**OBJECTIVE:** Output every line of the data items below as a Markdown table with two columns, Row and Line. Number the rows in order and leave out blank lines.
── DATA EXTRACT
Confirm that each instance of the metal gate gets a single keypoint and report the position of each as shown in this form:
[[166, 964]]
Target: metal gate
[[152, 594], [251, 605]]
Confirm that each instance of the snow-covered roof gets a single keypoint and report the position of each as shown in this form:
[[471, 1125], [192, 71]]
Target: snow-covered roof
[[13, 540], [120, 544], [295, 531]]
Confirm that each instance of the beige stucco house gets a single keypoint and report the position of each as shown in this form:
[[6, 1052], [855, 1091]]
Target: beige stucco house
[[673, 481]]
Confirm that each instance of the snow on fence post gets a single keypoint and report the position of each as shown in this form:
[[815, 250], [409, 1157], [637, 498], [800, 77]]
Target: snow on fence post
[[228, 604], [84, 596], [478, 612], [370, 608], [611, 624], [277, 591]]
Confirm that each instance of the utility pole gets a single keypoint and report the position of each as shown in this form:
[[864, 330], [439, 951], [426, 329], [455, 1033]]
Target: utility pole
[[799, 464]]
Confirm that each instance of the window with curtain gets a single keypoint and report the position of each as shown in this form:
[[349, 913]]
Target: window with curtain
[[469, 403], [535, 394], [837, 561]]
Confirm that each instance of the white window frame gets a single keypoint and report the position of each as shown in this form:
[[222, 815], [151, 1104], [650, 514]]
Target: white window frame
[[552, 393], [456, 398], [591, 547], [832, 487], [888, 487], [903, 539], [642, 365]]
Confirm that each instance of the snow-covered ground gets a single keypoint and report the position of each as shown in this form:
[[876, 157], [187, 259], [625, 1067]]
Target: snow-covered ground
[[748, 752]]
────
**REPLY:**
| Row | Line |
|---|---|
| 1 | Confirm that each instance of the metal gate gets a single keypoint and report the position of each as shown in this form: |
| 2 | [[166, 964]] |
| 3 | Target: metal gate |
| 4 | [[152, 594], [251, 605]] |
| 5 | Confirm that each instance of the snow-covered roof gets a single keypoint and report the position of each as shown in this form: |
| 6 | [[471, 1125], [192, 71]] |
| 7 | Target: snow-covered roof |
| 8 | [[13, 540], [120, 544], [295, 531]] |
| 9 | Confirm that each instance of the beige stucco house gets a single keypoint and report the position of each as shown in this form: |
| 10 | [[6, 1052], [855, 1091]] |
| 11 | Target: beige stucco house |
| 12 | [[673, 481]] |
| 13 | Confirm that each instance of the snow on fence post gets a single keypoint and report the position of each as shown in this form: |
| 14 | [[815, 250], [409, 1157], [637, 498], [800, 77]] |
| 15 | Target: snow on fence post |
| 16 | [[228, 604], [84, 596], [478, 612], [370, 608], [611, 624], [277, 591]] |
| 17 | Confirm that each instance of the utility pole gets a single keypoint and report the position of each as shown in this form: |
| 18 | [[864, 330], [439, 951], [426, 329], [455, 1033]] |
| 19 | Target: utility pole |
| 20 | [[799, 464]] |
| 21 | Confirm that each instance of the window with curtain gets a single keypoint and report the position of each as shown in this form: |
| 22 | [[349, 913]] |
| 23 | Target: window with curtain |
| 24 | [[469, 403], [535, 394], [837, 561]] |
| 25 | Confirm that each instance of the white window frame gets a single keypoint and report the position of each as shown in this form: |
| 26 | [[222, 815], [151, 1104], [650, 514]] |
| 27 | Target: white window frame |
| 28 | [[552, 393], [456, 398], [591, 547], [832, 487], [888, 487], [903, 539], [642, 365]] |
| 29 | Confirm that each instance of the snow-covered ground gets a single keypoint and report the position of each as shown in this form: |
| 30 | [[876, 157], [187, 259], [625, 1067]] |
| 31 | Target: snow-covered ground |
| 32 | [[748, 752]] |